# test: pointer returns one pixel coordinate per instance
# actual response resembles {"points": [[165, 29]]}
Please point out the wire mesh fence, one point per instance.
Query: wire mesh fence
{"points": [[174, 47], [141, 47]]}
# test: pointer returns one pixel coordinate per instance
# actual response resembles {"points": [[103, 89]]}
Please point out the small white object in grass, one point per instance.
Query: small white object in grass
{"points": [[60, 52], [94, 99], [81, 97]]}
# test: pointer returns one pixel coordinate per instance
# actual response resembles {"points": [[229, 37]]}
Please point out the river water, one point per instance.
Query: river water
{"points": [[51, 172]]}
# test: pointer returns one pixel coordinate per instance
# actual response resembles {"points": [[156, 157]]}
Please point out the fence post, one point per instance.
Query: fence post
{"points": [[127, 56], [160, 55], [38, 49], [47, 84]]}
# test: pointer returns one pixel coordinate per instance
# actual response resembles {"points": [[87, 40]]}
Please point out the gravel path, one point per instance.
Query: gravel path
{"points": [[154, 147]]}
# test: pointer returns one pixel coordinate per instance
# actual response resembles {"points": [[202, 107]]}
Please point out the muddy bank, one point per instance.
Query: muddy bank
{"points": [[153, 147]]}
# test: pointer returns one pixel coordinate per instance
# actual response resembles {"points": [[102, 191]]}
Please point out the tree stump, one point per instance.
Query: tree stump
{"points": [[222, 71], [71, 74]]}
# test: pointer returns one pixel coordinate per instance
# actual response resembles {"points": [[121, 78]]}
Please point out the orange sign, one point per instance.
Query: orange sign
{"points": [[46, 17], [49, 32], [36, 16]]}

Problem to solve:
Show every line in the rows above that contains the string "object". Matching is case-sensitive.

Task result:
Please point out the small white object in grass, one point per instance.
Query: small white object in grass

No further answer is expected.